┌─ Extracted material

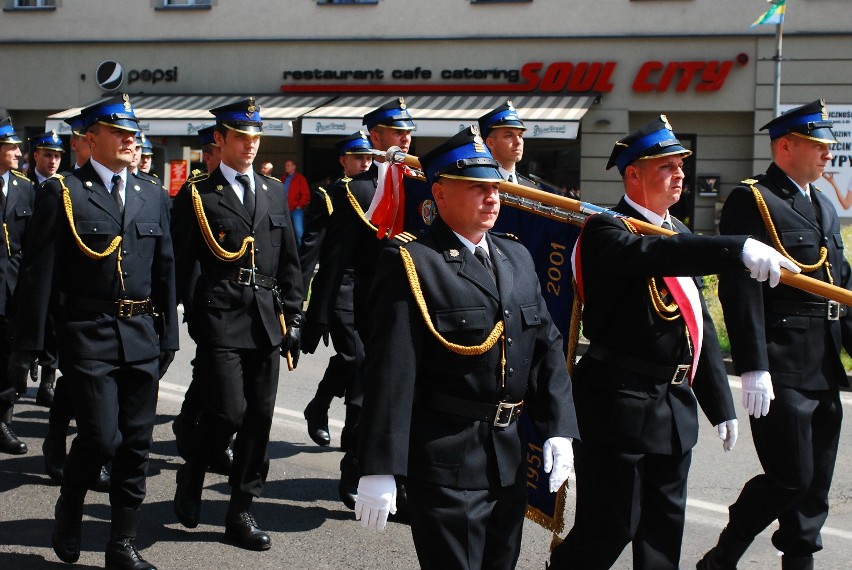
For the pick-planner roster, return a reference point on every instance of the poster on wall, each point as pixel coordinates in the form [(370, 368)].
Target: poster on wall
[(836, 182)]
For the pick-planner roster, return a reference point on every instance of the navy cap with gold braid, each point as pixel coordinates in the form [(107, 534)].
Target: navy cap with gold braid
[(393, 115), (147, 147), (76, 124), (47, 141), (462, 156), (356, 143), (652, 140), (7, 132), (808, 121), (114, 112), (503, 116), (242, 116)]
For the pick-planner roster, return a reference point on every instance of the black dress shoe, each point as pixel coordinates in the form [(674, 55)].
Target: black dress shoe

└─

Scale the entries above: write out every line again except the pictures, requests included, with each pixel coordinate in the answers multiplied by 0.4 and rounded to a whole number, halves up. Leave the numbers in the requests and their format samples as they are.

For the pick-planner roster, return a reference point on every instance of the poster on wall, each point as pixel coordinates in the form [(370, 368)].
Target: poster on wall
[(334, 73)]
For the pick-planner roster, return a reference point on every instance of the navy cap with gold braid, each point as pixel coordinates in the form [(107, 534)].
Target: navy cap with gold braid
[(157, 46), (59, 59), (30, 50), (19, 56), (185, 62), (142, 57), (261, 56), (3, 53), (323, 48), (46, 45), (201, 46), (97, 46)]
For the pick-planner roster, return a reference point on every instance of the black dress shoe, each point as pixel coordinates in the form [(674, 55)].
Target: black dress shoe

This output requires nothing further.